Records =>
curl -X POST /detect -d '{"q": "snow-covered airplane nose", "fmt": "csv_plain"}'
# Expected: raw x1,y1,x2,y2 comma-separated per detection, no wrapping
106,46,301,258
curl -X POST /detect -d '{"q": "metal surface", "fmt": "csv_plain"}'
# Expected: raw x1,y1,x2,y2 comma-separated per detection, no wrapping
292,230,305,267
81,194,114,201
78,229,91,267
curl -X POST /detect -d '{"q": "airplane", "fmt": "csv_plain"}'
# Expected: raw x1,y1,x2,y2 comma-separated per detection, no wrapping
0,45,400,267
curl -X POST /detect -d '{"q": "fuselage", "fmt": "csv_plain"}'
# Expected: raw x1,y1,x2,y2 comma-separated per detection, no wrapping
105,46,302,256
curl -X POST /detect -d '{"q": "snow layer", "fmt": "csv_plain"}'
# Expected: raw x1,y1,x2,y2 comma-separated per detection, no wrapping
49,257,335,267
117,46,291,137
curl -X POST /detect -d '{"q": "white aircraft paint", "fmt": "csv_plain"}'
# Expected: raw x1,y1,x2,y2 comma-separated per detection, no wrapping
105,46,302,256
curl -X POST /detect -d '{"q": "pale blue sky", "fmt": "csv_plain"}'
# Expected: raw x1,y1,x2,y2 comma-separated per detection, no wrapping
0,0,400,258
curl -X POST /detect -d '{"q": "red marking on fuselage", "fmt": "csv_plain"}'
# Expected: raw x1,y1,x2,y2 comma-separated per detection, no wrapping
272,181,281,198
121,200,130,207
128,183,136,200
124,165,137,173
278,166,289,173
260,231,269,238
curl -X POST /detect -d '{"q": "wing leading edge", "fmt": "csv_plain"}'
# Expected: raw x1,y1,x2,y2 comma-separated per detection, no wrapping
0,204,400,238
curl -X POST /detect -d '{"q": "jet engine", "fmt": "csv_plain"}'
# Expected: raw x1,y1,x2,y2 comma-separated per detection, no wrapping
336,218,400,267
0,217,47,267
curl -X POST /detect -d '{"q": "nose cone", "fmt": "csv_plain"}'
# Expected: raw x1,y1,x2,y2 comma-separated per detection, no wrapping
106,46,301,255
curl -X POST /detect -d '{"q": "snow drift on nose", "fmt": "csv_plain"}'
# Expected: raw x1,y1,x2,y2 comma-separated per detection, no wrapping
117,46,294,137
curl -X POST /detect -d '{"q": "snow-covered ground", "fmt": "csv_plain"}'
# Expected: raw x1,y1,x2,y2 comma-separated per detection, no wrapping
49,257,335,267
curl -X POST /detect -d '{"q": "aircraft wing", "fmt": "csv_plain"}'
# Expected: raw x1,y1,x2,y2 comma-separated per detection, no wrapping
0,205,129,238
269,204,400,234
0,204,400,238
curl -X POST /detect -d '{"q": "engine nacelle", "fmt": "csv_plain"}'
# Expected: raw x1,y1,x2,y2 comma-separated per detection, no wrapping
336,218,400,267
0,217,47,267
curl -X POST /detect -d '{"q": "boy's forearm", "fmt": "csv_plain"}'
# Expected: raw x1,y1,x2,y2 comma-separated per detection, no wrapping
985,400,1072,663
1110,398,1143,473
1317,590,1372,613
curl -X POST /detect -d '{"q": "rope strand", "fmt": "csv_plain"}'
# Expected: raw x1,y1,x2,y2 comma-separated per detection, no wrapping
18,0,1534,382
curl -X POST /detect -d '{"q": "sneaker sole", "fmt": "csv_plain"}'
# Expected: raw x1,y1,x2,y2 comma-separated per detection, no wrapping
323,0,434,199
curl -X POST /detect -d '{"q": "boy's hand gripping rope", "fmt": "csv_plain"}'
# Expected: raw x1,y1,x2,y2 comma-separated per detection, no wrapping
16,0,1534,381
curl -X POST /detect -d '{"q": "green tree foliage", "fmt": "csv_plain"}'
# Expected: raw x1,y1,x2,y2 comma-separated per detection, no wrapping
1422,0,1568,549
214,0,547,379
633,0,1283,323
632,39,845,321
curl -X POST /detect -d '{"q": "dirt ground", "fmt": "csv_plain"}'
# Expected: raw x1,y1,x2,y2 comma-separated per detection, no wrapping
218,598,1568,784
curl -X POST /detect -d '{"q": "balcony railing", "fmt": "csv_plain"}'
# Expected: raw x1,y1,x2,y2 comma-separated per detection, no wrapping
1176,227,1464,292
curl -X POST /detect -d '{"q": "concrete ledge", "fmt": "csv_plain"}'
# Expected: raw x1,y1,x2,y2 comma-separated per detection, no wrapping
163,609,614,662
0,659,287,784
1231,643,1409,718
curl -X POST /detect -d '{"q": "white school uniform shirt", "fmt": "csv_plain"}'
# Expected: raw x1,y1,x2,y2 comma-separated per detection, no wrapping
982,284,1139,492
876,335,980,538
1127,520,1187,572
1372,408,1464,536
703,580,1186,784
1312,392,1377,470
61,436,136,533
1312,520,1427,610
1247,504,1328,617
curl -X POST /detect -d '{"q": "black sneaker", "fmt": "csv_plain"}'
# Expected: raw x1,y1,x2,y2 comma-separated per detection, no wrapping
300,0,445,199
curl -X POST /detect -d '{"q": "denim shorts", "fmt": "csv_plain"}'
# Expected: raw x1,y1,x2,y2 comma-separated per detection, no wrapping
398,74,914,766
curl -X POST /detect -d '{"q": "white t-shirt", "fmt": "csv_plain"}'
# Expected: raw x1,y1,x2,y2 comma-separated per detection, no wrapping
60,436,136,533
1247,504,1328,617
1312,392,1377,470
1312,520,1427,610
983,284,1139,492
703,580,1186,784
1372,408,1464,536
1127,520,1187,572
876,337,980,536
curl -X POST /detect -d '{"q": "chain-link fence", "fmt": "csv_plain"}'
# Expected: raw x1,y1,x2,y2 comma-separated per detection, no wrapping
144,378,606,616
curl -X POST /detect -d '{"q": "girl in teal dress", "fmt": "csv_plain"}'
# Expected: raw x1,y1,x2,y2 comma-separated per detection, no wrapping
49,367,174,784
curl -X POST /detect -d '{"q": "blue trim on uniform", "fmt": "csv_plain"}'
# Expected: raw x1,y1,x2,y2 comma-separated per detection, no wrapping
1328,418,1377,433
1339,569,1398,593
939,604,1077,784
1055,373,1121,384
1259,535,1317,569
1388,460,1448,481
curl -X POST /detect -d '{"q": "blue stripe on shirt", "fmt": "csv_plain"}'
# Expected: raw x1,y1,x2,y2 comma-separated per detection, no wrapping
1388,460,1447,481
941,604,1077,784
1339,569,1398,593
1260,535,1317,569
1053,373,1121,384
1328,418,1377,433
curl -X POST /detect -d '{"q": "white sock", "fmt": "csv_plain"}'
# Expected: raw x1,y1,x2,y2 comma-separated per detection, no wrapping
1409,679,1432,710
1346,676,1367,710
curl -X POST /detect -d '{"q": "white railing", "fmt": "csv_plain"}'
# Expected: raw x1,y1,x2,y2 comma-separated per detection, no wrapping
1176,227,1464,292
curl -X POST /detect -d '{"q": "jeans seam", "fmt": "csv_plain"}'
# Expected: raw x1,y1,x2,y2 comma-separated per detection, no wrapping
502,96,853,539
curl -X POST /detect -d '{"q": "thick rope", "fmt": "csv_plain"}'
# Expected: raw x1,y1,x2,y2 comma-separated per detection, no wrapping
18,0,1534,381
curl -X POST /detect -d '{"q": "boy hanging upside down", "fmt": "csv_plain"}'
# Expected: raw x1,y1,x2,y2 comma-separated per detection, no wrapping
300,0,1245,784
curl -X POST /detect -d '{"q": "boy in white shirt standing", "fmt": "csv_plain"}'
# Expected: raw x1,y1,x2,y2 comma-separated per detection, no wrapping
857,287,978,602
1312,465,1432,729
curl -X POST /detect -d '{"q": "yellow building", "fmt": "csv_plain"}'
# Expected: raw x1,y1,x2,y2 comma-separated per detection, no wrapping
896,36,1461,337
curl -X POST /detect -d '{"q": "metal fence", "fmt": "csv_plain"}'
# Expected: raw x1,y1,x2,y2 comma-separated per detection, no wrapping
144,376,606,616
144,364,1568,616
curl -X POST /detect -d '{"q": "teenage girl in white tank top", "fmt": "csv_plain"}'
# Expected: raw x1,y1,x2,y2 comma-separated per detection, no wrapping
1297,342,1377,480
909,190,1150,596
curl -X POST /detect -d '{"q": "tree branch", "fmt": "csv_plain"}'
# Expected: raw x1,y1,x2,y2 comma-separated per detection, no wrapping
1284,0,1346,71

Your goal => Copy the stretch from the start of the records through the line containing "0,45,400,267", changing "metal surface" to "steel surface" and keeping everything else the same.

Result of this task =>
curl -X POST /detect -d '{"q": "snow-covered airplane nose", "fmt": "csv_plain"}'
# Expected: raw x1,y1,x2,y2 comma-separated per detection, no wrapping
106,46,301,258
curl -X POST /detect -d '{"q": "steel surface", "fmt": "csv_plain"}'
# Expected: raw x1,y1,x2,y2 comma-separated per detection, no wrapping
292,230,305,267
81,194,114,201
78,229,91,267
curl -X POST /detect -d '{"q": "airplane", "fmt": "csv_plain"}'
# Expected: raw x1,y1,x2,y2 comma-separated per detection, no wrapping
0,45,400,267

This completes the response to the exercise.